Start Records to process
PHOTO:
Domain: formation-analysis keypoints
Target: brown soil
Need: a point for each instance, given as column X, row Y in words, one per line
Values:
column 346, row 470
End Records to process
> _Brief_
Copy out all of the records shown above exactly.

> _Exercise response_
PHOTO:
Domain: formation-analysis keypoints
Target: brown soil
Need: a point for each instance, given as column X, row Y in words, one per line
Values:
column 346, row 470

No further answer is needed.